*TEXTO DE ORIGEM*

O tema do paraíso fascina o ser humano desde longa data. Para muitos, o mais célebre jardim da história foi o Éden e sua representação bíblica goza até hoje de uma grande força figurativa. O relato bíblico apresenta o deus hebraico como um ser repleto de poderes agrícolas, pois foi ele quem criou a terra, a água, a vegetação e o homem (feito de barro). Não só isso. Para além da descrição idílica, o mito do paraíso também deixa vir a lume um conflito que não tem fim: a “guerra entre Deus e o Diabo”, da qual o homem não pode escapar. É com esse pano de fundo que os filósofos Alexandre Marques Cabral e Jonas Neves Rezende buscam explicar de que maneira essa lógica binária faz-se presente no imaginário social cristão ocidental. Trata-se de uma tarefa hercúlea, contudo os autores conseguem atingir os fins a que se propõem. A obra seduz do início ao fim o leitor por meio de linguagem e estilo de ensaístas literários que buscam destacar tanto as imagens simbólicas quanto as discussões filosófico-teológicas em torno dessa narrativa.

O livro divide-se em duas partes: um ensaio filosófico-teológico de Alexandre Marques Cabral e, em seguida, um poema de Jonas Rezende. Juntos, os autores visam desconstruir a oposição que se petrificou e que ainda faz-se sentir na cultura ocidental cristã: Deus e Diabo. Do primeiro, reteve-se o bom, o justo, a glória; do segundo, o pecado, a rebelião, a inveja. Como é sabido, esse pensamento um tanto maniqueísta gerou inúmeras contestações na história e é exatamente esse aspecto que os autores buscam desvendar ao longo da obra.

*EXTRATO DE DADOS*
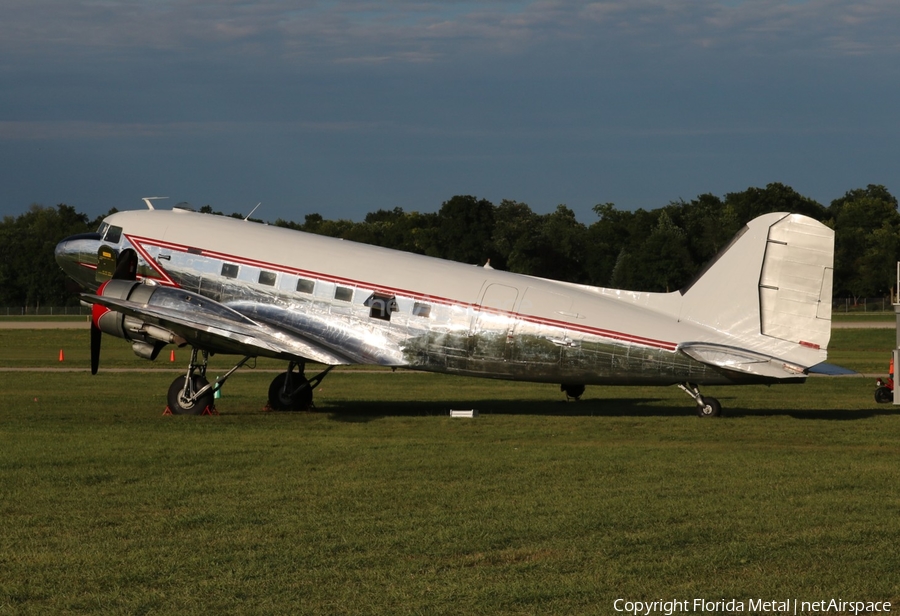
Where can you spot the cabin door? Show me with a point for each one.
(492, 324)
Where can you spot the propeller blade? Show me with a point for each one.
(96, 335)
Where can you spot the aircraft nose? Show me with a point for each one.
(77, 256)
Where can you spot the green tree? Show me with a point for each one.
(29, 274)
(867, 241)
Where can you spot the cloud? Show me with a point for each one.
(406, 31)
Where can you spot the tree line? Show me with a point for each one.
(645, 250)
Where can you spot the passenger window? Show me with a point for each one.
(381, 306)
(113, 235)
(230, 270)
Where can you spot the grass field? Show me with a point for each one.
(379, 503)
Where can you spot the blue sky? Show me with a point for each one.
(342, 108)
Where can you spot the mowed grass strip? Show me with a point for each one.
(379, 503)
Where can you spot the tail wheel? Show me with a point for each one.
(290, 391)
(709, 407)
(195, 405)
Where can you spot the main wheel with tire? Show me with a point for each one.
(883, 395)
(178, 405)
(709, 407)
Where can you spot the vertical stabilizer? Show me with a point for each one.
(772, 283)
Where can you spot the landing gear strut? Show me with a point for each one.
(292, 391)
(707, 406)
(192, 393)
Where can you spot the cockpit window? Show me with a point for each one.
(113, 234)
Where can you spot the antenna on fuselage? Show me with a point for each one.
(251, 211)
(148, 200)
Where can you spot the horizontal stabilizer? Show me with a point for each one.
(740, 360)
(831, 370)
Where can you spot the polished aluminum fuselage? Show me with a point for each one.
(429, 314)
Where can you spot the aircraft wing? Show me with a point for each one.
(224, 332)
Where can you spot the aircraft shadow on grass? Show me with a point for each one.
(357, 411)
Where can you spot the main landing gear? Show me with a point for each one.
(292, 391)
(192, 394)
(707, 406)
(572, 391)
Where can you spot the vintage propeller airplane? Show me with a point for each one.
(759, 313)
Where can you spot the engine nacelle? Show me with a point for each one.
(147, 340)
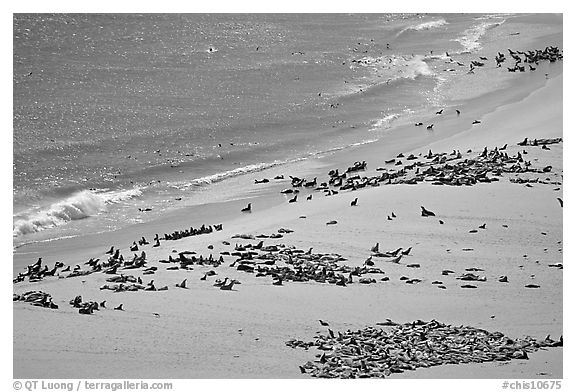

*ENUNCIADO DO EXERCÍCIO*
Dê continuidade à resenha sobre o livro acerca da oposição entre Deus e o Diabo, começando logo após a última frase apresentada. As linhas do conjunto de dados não têm nenhum papel nesta atividade.

*RESPOSTA DO EXERCÍCIO*
Já na introdução, denominada Mito, verdade e existência, Resende não entra na discussão de explicitar se o mito (mythos) é incompatível com a ciência. É verdade que, para o homem contemporâneo preso ao pensamento lógico (logos), cartesiano e racional, os mitos são geralmente considerados ilusórios, fantasiosos e mentirosos. Todavia, segundo o autor, é preciso empatia nessa discussão para se compreender que também o mito contém realidades profundas, ocultando um tipo específico de verdade. Por conseguinte, se o mito do paraíso possui suas mais puras e coerentes representações de cunho religioso, isso não é razão para o cientista social descartá-lo como mera construção fantasiosa. Essa postura poderia levar o historiador a negar falaciosamente, por exemplo, que a literatura ou a poesia, só para citar dois exemplos, tenham qualquer aspecto válido a ensinar acerca da realidade. Logo, não é porque o Éden não existiu no plano concreto que esse espaço tenha deixado de ser sonhado e buscado. Sua verdade e sua lógica não são teóricas. Ao contrário. Por isso, os autores concebem “o mito como uma metanarrativa que fala metaforicamente de um universo atemporal” (CABRAL, 2012, p.78). Nesse sentido, à luz das discussões de Rudolf Karl Bultmann (1884-1976), perfila-se, ao longo da obra, pensar o real por intermédio do mito, admitindo que também o mito produz uma espécie de cosmovisão específica.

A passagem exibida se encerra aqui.